▸ Source document:
Leo Tolstoy's Crazy Real-Life Story

Leo Tolstoy was one of the greatest writers of all time — he's so revered his classic novel, "War and Peace," is used as shorthand for a long, complex novel. That novel, combined with "Anna Karenina" and the novella "The Death of Ivan Ilyich," has cemented Tolstoy's reputation as a literary genius, which has only grown since his death in 1910. As a writer, he's renowned for an almost supernatural ability to replicate real life, to observe his characters and settings so minutely the reader almost comes to regard them as real.

Tolstoy was a complex figure. Born into wealth and aristocratic privilege, he eschewed both in later life and embraced a simple life — but could also be imperious and dictatorial towards others. He preached abstinence — but was tormented by his own lusts and appetites. He regarded himself as a genius and the greatest writer in history — but later in life deprecated writing as a secondary and unimportant activity compared to his spiritual teachings.

Such a complex, arrogant, and mercurial figure was destined to live a life that was anything but boring. If you imagine that novelists are universally sedate intellectuals who never leave the house to go adventuring, you've never met the man who wrote "The Cossacks." Here's Leo Tolstoy's crazy real-life story.

Leo Tolstoy obsessed over lists and rules

Born in 1828, Leo Tolstoy quickly matured into a man who was equal parts supreme arrogance and raging ambition. According to History, when he read about Benjamin Franklin's 13 Virtues, he was inspired to craft a similar list of rules to live by. As Esquire notes, Tolstoy openly referred to himself as an "exceptional human being" when he was just 25 years old, so it shouldn't be a shock that his "Rules of Life" were continuously growing, and came to encompass almost every aspect of his existence.

▸ What to do:
1. In the Tolstoy article, what list inspired Tolstoy to draw up his own rules to live by?
2. Write out the Tolstoy article again starting with "Tolstoy was a" and going on through "crazy real-life story.", updating "imperious" to "domineering".
3. Please carry the Tolstoy article on past its final sentence.

▸ Raw records:
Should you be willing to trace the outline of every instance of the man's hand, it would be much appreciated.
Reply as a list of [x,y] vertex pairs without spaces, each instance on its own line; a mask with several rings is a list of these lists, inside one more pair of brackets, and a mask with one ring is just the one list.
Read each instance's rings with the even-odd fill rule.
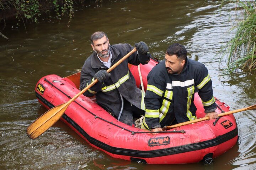
[[94,75],[94,77],[97,79],[100,83],[102,83],[105,80],[107,80],[110,76],[110,73],[108,73],[105,70],[100,70]]
[[208,113],[206,114],[205,117],[208,117],[210,118],[210,120],[216,119],[218,118],[218,113],[216,112],[212,112]]
[[144,54],[149,51],[149,48],[148,45],[143,41],[140,41],[138,43],[136,43],[134,45],[136,50],[139,53]]
[[158,132],[158,131],[162,131],[162,128],[156,128],[153,129],[151,129],[151,132]]

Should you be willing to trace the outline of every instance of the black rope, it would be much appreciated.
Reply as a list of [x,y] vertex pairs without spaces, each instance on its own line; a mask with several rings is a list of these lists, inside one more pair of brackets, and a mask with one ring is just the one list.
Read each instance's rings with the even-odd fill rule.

▸ In response:
1. Benjamin Franklin's 13 Virtues.

2.
Tolstoy was a complex figure. Born into wealth and aristocratic privilege, he eschewed both in later life and embraced a simple life — but could also be domineering and dictatorial towards others. He preached abstinence — but was tormented by his own lusts and appetites. He regarded himself as a genius and the greatest writer in history — but later in life deprecated writing as a secondary and unimportant activity compared to his spiritual teachings.

Such a complex, arrogant, and mercurial figure was destined to live a life that was anything but boring. If you imagine that novelists are universally sedate intellectuals who never leave the house to go adventuring, you've never met the man who wrote "The Cossacks." Here's Leo Tolstoy's crazy real-life story.

3.
As Open Culture reports, while many of these rules are pretty sensible (wake up early, go to bed early, get some exercise, watch what you eat), many speak to Tolstoy's endless struggle against what he saw as self-destructive appetites. He had several rules about avoiding women and suppressing lust, for example, and even defined how often he should visit brothels (twice a month was the magic number he settled on).

To supplement these rules, Tolstoy began keeping a "Journal of Daily Activities" when he was just 18. He recorded how much time he spent at different tasks, rated how successful he was at them, and then planned out his next day's activities in excruciating detail. Say what you will about a man who once said with a straight face, "I have not met one man who is morally as good as I am," but he worked hard at perfection.

He dropped out of school

Leo Tolstoy was an exceptionally confident and self-assured young man in many ways. According to the Encyclopedia Britannica, Tolstoy — the son of wealthy aristocrats — was tutored at home until he was 16 years old. At that point, he entered the University of Kazan with a focus on Oriental languages.

According to Biography, the future literary genius didn't exactly excel at his academics. He got low grades and made little progress and quickly transferred into the university's law program, which was surprisingly considered to be a much easier track. A few years later, Tolstoy left school altogether — without ever having earned a degree of any kind. He was basically a college dropout.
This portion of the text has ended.